# Start of Task input

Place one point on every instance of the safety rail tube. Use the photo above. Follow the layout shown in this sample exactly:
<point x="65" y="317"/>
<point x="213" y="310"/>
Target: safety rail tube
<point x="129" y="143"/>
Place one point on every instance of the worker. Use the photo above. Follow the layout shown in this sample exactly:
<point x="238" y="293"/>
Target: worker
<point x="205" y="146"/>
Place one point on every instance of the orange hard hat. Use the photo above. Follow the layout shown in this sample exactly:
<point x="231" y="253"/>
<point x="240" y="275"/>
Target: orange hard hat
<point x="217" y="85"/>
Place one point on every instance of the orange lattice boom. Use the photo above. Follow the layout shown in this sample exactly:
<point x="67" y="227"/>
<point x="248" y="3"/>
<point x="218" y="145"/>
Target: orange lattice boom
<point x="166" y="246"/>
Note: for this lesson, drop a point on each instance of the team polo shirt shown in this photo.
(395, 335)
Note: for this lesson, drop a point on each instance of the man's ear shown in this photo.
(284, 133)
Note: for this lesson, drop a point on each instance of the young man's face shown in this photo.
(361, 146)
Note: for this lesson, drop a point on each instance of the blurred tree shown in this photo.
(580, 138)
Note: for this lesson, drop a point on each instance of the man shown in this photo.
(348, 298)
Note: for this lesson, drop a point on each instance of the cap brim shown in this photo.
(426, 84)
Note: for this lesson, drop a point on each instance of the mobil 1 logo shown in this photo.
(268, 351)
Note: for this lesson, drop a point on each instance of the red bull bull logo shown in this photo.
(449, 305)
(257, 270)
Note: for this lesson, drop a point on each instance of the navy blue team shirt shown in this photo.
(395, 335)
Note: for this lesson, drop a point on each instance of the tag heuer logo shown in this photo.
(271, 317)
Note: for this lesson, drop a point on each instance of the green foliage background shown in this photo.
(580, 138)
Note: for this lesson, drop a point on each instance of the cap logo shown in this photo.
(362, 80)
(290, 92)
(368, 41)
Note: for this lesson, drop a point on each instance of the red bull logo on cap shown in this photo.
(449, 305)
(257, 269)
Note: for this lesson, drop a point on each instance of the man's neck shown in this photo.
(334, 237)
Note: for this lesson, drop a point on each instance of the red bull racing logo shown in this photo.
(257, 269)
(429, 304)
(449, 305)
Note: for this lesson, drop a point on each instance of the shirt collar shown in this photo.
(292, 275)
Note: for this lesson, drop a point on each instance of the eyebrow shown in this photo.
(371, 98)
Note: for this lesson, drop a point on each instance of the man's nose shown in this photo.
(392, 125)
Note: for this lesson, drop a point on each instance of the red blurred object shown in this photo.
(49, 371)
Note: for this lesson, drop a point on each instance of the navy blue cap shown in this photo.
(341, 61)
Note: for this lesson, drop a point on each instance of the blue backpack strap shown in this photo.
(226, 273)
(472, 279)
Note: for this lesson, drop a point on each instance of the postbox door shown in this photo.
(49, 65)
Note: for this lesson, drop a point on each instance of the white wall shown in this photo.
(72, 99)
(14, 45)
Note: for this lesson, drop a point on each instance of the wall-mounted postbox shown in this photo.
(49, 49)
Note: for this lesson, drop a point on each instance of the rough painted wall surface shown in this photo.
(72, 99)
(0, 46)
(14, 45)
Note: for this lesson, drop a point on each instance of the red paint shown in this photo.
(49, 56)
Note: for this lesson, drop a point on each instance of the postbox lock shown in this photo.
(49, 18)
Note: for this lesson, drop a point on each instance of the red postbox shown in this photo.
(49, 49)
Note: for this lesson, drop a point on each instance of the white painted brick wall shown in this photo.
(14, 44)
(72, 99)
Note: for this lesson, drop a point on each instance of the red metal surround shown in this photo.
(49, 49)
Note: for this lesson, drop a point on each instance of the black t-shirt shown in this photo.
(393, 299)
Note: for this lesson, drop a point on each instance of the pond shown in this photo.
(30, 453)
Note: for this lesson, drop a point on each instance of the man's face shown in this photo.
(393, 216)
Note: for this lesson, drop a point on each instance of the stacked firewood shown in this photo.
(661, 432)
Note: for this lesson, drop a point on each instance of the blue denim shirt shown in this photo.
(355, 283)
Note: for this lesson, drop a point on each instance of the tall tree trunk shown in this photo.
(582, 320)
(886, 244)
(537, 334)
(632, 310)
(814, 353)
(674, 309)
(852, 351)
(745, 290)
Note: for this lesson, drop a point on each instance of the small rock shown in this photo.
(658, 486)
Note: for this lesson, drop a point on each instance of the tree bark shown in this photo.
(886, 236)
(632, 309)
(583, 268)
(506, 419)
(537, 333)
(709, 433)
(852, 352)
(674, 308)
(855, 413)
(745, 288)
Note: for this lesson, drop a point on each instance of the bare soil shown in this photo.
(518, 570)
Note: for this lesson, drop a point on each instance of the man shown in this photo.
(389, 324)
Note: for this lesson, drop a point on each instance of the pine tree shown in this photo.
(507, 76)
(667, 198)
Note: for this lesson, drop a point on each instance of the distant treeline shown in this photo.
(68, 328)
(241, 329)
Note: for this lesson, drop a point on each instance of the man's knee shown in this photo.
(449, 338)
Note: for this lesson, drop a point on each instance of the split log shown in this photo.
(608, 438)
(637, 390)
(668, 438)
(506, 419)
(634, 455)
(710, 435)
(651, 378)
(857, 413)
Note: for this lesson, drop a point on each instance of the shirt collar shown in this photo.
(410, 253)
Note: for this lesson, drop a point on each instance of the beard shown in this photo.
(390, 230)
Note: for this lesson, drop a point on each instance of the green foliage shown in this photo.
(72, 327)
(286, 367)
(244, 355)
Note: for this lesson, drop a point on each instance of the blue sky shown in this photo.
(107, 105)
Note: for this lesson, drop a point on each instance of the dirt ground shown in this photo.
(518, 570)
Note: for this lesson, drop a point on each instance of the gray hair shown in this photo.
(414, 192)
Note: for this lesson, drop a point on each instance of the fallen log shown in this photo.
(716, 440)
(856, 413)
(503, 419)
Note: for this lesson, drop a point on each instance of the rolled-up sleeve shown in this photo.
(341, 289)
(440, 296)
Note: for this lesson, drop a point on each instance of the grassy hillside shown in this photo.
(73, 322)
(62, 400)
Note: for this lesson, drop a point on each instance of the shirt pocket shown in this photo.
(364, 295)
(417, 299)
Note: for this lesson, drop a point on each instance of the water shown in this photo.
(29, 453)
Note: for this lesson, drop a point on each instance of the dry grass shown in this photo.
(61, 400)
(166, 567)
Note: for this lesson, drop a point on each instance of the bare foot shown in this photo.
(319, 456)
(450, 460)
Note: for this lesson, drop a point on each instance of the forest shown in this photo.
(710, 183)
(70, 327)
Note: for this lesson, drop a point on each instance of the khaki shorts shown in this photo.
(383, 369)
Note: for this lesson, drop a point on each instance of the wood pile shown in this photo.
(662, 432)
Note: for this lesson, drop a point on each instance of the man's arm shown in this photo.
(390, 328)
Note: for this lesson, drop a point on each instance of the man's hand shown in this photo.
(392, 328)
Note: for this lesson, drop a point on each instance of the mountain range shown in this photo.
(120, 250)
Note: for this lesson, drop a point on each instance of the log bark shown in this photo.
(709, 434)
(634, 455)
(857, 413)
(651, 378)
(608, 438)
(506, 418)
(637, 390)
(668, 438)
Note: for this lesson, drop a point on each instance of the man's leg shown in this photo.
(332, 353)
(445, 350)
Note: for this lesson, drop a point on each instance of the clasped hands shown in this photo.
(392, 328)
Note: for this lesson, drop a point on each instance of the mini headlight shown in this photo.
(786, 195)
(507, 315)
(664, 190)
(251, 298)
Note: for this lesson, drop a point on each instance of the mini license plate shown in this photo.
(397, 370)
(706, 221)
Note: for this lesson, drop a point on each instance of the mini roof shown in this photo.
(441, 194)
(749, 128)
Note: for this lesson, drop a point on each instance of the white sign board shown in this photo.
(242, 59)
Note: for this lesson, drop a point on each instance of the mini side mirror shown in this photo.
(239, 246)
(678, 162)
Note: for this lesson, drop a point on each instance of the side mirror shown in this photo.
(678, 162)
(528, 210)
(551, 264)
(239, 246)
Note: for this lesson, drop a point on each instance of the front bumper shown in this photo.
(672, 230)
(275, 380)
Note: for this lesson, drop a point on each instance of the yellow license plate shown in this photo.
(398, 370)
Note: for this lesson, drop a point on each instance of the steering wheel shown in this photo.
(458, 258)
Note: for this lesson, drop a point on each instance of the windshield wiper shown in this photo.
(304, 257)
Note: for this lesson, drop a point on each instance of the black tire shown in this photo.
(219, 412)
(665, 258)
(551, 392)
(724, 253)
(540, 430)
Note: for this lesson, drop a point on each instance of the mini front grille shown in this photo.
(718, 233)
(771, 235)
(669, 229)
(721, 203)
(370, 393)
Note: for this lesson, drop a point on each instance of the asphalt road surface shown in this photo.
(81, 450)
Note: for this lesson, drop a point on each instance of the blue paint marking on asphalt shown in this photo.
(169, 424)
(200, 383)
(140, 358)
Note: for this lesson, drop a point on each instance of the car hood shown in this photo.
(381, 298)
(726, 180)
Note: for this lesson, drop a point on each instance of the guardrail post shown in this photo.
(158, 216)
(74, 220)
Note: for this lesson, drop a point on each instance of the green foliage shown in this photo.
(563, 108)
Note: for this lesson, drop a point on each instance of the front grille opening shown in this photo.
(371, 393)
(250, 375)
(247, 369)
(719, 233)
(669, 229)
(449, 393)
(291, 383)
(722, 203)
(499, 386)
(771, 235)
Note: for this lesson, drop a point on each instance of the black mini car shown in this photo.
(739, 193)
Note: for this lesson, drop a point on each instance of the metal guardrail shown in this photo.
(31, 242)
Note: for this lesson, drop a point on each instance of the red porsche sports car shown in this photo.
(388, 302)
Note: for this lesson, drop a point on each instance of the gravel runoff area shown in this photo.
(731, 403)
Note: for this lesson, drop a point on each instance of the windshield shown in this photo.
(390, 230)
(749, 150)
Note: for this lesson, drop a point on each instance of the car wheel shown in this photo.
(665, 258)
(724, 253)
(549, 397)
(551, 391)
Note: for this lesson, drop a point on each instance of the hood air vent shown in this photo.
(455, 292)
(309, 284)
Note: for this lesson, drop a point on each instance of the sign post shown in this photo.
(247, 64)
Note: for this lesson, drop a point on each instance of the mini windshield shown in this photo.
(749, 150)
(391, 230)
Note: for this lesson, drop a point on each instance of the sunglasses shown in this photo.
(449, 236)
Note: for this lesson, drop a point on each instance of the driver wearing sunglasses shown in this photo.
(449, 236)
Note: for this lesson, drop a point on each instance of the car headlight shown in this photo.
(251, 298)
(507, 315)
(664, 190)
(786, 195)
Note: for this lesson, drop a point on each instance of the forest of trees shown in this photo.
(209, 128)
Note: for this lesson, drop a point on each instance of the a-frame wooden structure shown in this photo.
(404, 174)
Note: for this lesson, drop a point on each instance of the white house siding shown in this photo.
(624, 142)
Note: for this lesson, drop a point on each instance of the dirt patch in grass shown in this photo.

# End of Task input

* [Objective]: Return the line that contains "opening shown in this photo." along with every line after it through the end of the entries, exactly, adding nothing.

* [Solution for this exercise]:
Note: for this lesson, drop a point on each instance of the front grille opening shown in this photo.
(371, 393)
(250, 375)
(247, 369)
(719, 233)
(669, 229)
(449, 393)
(291, 383)
(722, 203)
(499, 386)
(771, 235)
Note: for this lesson, drop a point on each instance of the black mini car shown in this photo.
(739, 193)
Note: for this lesson, drop a point on each instance of the metal guardrail shown in this photo.
(31, 242)
Note: for this lesson, drop a point on each instance of the red porsche sports car shown in this photo.
(388, 302)
Note: for this lesson, drop a point on each instance of the gravel runoff area shown in this photo.
(731, 403)
Note: for this lesson, drop a point on each instance of the windshield shown in this photo.
(390, 230)
(749, 150)
Note: for this lesson, drop a point on each instance of the car wheel shown in this photo.
(665, 258)
(724, 253)
(549, 397)
(551, 391)
Note: for this lesson, drop a point on each instance of the hood air vent shown in this photo.
(455, 292)
(309, 284)
Note: for this lesson, drop a point on each instance of the sign post shown in this photo.
(247, 64)
Note: for this lesson, drop a point on each instance of the mini windshield shown in this photo.
(749, 150)
(391, 230)
Note: for this lesson, drop a point on each instance of the sunglasses shown in this photo.
(449, 236)
Note: for this lesson, drop a point on each instance of the driver wearing sunglasses shown in this photo.
(449, 236)
Note: for this lesson, drop a point on each instance of the car headlight shown in this photo.
(251, 298)
(507, 315)
(664, 190)
(786, 195)
Note: for this lesson, drop a point on each instance of the forest of trees shown in this photo.
(209, 128)
Note: for this lesson, drop a point on each instance of the a-frame wooden structure shown in this photo.
(404, 174)
Note: for this lesson, drop a point on each instance of the white house siding shown in this photo.
(624, 142)
Note: for this lesson, drop a point on each instance of the dirt patch in grass shown in this photo.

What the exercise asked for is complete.